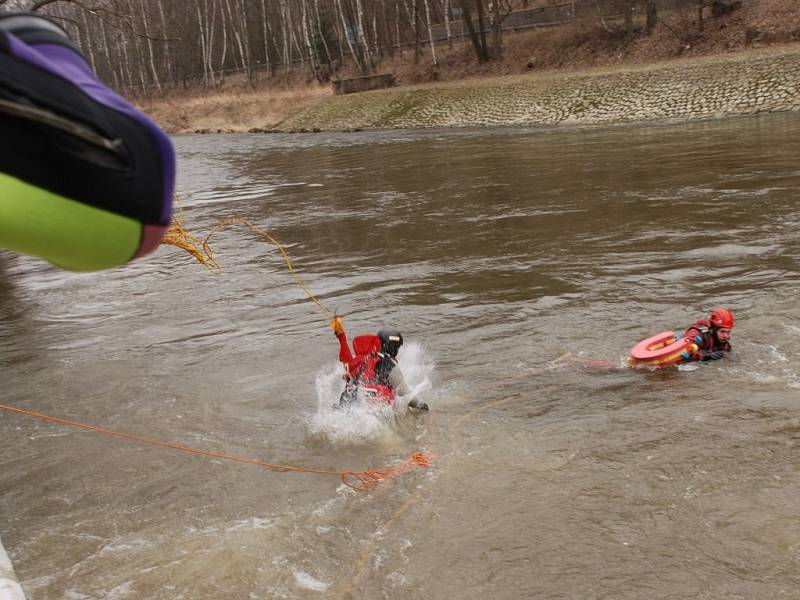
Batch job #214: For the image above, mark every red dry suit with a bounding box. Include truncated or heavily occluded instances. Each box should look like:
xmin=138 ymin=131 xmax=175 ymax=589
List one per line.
xmin=683 ymin=319 xmax=731 ymax=360
xmin=336 ymin=331 xmax=397 ymax=405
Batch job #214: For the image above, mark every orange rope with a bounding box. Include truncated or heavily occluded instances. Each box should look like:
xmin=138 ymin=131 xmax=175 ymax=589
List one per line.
xmin=161 ymin=210 xmax=336 ymax=319
xmin=0 ymin=404 xmax=433 ymax=492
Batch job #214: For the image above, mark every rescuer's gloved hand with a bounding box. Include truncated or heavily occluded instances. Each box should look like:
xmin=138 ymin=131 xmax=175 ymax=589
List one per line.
xmin=0 ymin=13 xmax=175 ymax=271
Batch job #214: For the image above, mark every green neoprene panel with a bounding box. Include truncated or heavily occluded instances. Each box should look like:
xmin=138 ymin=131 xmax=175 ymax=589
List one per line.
xmin=0 ymin=172 xmax=142 ymax=271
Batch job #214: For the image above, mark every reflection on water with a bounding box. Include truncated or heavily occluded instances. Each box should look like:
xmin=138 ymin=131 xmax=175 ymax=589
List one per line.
xmin=0 ymin=115 xmax=800 ymax=599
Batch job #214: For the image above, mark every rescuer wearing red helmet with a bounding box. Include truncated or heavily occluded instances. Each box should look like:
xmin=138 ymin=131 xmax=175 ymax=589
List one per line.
xmin=683 ymin=308 xmax=736 ymax=360
xmin=331 ymin=317 xmax=428 ymax=410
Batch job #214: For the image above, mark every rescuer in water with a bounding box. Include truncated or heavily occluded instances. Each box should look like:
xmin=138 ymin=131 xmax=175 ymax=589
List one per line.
xmin=331 ymin=317 xmax=428 ymax=410
xmin=683 ymin=308 xmax=736 ymax=361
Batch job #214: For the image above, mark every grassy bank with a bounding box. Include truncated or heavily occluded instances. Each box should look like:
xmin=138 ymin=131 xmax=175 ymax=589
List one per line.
xmin=140 ymin=0 xmax=800 ymax=133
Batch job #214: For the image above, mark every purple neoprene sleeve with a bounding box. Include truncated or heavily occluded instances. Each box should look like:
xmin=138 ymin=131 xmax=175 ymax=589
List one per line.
xmin=7 ymin=34 xmax=175 ymax=225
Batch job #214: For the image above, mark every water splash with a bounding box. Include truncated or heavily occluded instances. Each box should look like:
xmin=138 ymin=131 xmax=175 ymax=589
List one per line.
xmin=308 ymin=343 xmax=435 ymax=445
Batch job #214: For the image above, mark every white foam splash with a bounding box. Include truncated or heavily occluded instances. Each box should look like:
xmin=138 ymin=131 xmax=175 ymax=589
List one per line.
xmin=292 ymin=569 xmax=330 ymax=592
xmin=308 ymin=343 xmax=434 ymax=444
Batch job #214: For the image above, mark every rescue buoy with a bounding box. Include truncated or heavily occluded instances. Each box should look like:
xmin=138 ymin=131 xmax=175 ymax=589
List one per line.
xmin=630 ymin=331 xmax=697 ymax=368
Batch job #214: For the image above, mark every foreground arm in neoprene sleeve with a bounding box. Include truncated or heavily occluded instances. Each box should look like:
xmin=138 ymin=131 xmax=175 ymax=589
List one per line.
xmin=0 ymin=13 xmax=175 ymax=271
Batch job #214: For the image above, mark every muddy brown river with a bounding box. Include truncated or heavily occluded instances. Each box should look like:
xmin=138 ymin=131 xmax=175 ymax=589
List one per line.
xmin=0 ymin=114 xmax=800 ymax=600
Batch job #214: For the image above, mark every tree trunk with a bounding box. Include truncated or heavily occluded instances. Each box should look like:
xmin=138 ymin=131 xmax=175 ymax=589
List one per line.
xmin=422 ymin=0 xmax=439 ymax=70
xmin=475 ymin=0 xmax=489 ymax=62
xmin=459 ymin=0 xmax=487 ymax=62
xmin=492 ymin=0 xmax=503 ymax=60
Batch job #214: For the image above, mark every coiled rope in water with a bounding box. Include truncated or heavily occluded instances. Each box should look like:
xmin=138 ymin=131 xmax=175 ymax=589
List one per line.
xmin=0 ymin=404 xmax=433 ymax=492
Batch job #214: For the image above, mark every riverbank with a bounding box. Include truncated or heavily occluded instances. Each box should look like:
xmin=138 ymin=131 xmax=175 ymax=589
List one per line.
xmin=274 ymin=45 xmax=800 ymax=132
xmin=140 ymin=0 xmax=800 ymax=133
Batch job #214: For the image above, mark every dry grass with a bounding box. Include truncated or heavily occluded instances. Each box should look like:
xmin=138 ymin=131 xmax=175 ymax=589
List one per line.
xmin=139 ymin=84 xmax=331 ymax=133
xmin=140 ymin=0 xmax=800 ymax=133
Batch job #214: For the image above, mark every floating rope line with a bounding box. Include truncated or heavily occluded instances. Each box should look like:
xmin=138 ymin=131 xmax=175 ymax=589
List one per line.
xmin=0 ymin=404 xmax=433 ymax=492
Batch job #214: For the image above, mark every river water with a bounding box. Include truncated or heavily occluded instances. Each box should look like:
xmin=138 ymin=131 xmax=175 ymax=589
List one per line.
xmin=0 ymin=114 xmax=800 ymax=600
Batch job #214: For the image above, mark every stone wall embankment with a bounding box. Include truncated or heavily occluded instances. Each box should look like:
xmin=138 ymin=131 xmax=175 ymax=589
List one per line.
xmin=277 ymin=47 xmax=800 ymax=131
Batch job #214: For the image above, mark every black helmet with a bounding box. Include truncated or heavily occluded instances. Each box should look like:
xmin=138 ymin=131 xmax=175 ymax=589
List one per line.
xmin=378 ymin=328 xmax=403 ymax=356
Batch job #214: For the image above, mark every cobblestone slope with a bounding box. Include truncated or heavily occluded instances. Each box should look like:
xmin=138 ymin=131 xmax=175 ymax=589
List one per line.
xmin=277 ymin=46 xmax=800 ymax=131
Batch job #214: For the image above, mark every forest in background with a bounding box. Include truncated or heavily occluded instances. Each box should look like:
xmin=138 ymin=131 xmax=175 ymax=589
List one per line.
xmin=0 ymin=0 xmax=764 ymax=97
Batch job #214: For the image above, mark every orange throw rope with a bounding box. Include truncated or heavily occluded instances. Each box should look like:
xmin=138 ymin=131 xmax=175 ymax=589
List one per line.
xmin=0 ymin=404 xmax=433 ymax=492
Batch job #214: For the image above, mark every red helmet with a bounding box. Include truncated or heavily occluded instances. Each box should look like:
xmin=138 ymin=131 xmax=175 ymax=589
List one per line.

Task statement ::
Reproduce every one of the records above with each occurrence of "bounding box" replaced by "bounding rectangle" and all other text left unchanged. Omit the pictures.

Correct output ::
Batch job #214: For the image above, mark every red dry suit with a bounding rectangle. Include truncated or heavily occluded instances. Each box should look like:
xmin=138 ymin=131 xmax=175 ymax=589
List one per line.
xmin=683 ymin=319 xmax=731 ymax=360
xmin=336 ymin=331 xmax=397 ymax=405
Batch job #214: For the image above, mark every orange rope with a bounding rectangle. Include truncated or heavily occluded instances. Each box should look like:
xmin=138 ymin=131 xmax=175 ymax=589
List one per line.
xmin=161 ymin=210 xmax=336 ymax=319
xmin=0 ymin=404 xmax=433 ymax=492
Batch job #214: For the image above, mark every rescuer's gloved hand with a bounding rectangle. Include truncated or heavily occluded instances. Each box should look like:
xmin=138 ymin=131 xmax=175 ymax=589
List one per line.
xmin=0 ymin=13 xmax=175 ymax=271
Batch job #214: For the image above, mark every green neoprene panel with a bounding rectangle. Include truncated or heavily occluded instances. Each box should look like:
xmin=138 ymin=131 xmax=175 ymax=589
List one per line.
xmin=0 ymin=172 xmax=142 ymax=271
Batch job #214: For the image above, mark every reflection on water with a bounding rectangle. Include truncated or heavily occluded instances. Each box should look like:
xmin=138 ymin=131 xmax=175 ymax=589
List one per line.
xmin=0 ymin=115 xmax=800 ymax=599
Batch job #214: For the image above, mark every rescuer wearing red helmet with a bounding rectangle. Include truncated or heavily occluded instances. Each box should look like:
xmin=138 ymin=131 xmax=175 ymax=589
List one per line.
xmin=683 ymin=308 xmax=736 ymax=360
xmin=331 ymin=317 xmax=428 ymax=410
Batch job #214: For the image above, mark every rescuer in water with a bounding rectangle. Include truncated or heavily occluded instances. Each box should look like:
xmin=138 ymin=131 xmax=175 ymax=589
List one per line.
xmin=331 ymin=317 xmax=428 ymax=410
xmin=683 ymin=308 xmax=736 ymax=361
Batch job #214: For the image above, mark every grassy bank with a bounding rectangle. Include truncated or heavily occluded instances. Each box should look like:
xmin=138 ymin=131 xmax=175 ymax=589
List one per line.
xmin=140 ymin=0 xmax=800 ymax=133
Batch job #214: For the image above, mark every purple neoprene sleeve with a bounding rectangle. Include truncated or heavily occluded instances. Each box should look like:
xmin=138 ymin=131 xmax=175 ymax=589
List one per line.
xmin=7 ymin=34 xmax=175 ymax=225
Batch job #214: For the image above, mark every water splash with a bounding rectangle. Include truncated or heavily occluded instances. Each box should look like:
xmin=138 ymin=131 xmax=175 ymax=589
List one per line.
xmin=308 ymin=343 xmax=435 ymax=445
Batch job #214: For the image above, mark every white foam splash with a bounding rectangle. Include truncated or heavily occluded instances. Each box should look like:
xmin=138 ymin=131 xmax=175 ymax=589
List one per line.
xmin=292 ymin=569 xmax=330 ymax=592
xmin=308 ymin=343 xmax=434 ymax=444
Batch job #214: For the image above, mark every rescue buoy with a bounding rectangle. Include truncated or heavily occluded instances. Each box should look like:
xmin=138 ymin=131 xmax=175 ymax=589
List one per line.
xmin=630 ymin=331 xmax=697 ymax=368
Batch job #214: For the image above, mark every foreground arm in neoprene sleeve with a bounding rectangle. Include truncated or heavily occluded instances. Each box should look like:
xmin=138 ymin=131 xmax=175 ymax=589
List one per line.
xmin=0 ymin=13 xmax=175 ymax=271
Batch job #214: For the image above, mark every muddy brown river with a bounding rectangle. Include truncated or heavily occluded instances. Each box should look like:
xmin=138 ymin=131 xmax=175 ymax=589
List one per line.
xmin=0 ymin=114 xmax=800 ymax=600
Batch job #214: For the image above, mark every tree trunk with a bounding rectangle. Include truncated or heavily occluded instances. Each box should look like:
xmin=138 ymin=131 xmax=175 ymax=589
List one per line.
xmin=422 ymin=0 xmax=439 ymax=70
xmin=475 ymin=0 xmax=489 ymax=62
xmin=459 ymin=0 xmax=487 ymax=62
xmin=492 ymin=0 xmax=503 ymax=60
Batch job #214: For the image above, mark every coiled rope in water with a bounding rectangle. Include truncated or heavily occluded instances. Each box should look like:
xmin=138 ymin=131 xmax=175 ymax=589
List one per line.
xmin=0 ymin=404 xmax=433 ymax=492
Batch job #214: For the image above, mark every riverbank with a bounding rectangle. Include truncated or heavily occluded instances. Each box should look like:
xmin=138 ymin=131 xmax=175 ymax=589
List one per line.
xmin=274 ymin=45 xmax=800 ymax=132
xmin=140 ymin=0 xmax=800 ymax=133
Batch job #214: For the image above, mark every dry grass with a bounding rectangle. Include truncated or heavily occluded instances. Each box should look like:
xmin=138 ymin=131 xmax=175 ymax=589
List one per line.
xmin=139 ymin=84 xmax=331 ymax=133
xmin=140 ymin=0 xmax=800 ymax=133
Batch job #214: For the image above, mark every floating rope line with a bounding rectangle. Include truncated or heavily occluded instances. Each box should look like:
xmin=138 ymin=131 xmax=175 ymax=589
List one per line.
xmin=0 ymin=404 xmax=433 ymax=492
Batch job #214: For the image above, mark every river water with a bounding rectangle. Include truncated or heavily occluded instances. Each box should look like:
xmin=138 ymin=131 xmax=175 ymax=589
List one per line.
xmin=0 ymin=114 xmax=800 ymax=600
Batch job #214: For the image above, mark every stone wall embankment with a bounding rectangle. Include truncated or heavily occluded instances. Each box should look like:
xmin=138 ymin=131 xmax=175 ymax=589
List one per line.
xmin=277 ymin=47 xmax=800 ymax=131
Batch job #214: For the image above, mark every black helmet with a bounding rectangle. Include truncated or heavily occluded instances. Each box should look like:
xmin=138 ymin=131 xmax=175 ymax=589
List one per line.
xmin=378 ymin=328 xmax=403 ymax=356
Batch job #214: For the image above, mark every cobblestone slope with a bounding rectangle. Include truncated or heavily occluded instances. Each box should look like:
xmin=138 ymin=131 xmax=175 ymax=589
List one per line.
xmin=277 ymin=46 xmax=800 ymax=131
Batch job #214: For the image above, mark every forest in background with a bounding rectangle. Include truncated or heavily occluded instances. Each box should look like:
xmin=138 ymin=131 xmax=175 ymax=589
List one per line.
xmin=0 ymin=0 xmax=764 ymax=97
Batch job #214: For the image above, mark every orange throw rope with a bounding rectangle. Include truncated or heavily occluded instances. Each box should look like:
xmin=138 ymin=131 xmax=175 ymax=589
List one per line.
xmin=0 ymin=404 xmax=433 ymax=492
Batch job #214: For the image above, mark every red helmet with a bounding rectangle. Include truncated or heavily occluded instances. Each box should look like:
xmin=138 ymin=131 xmax=175 ymax=589
List one per line.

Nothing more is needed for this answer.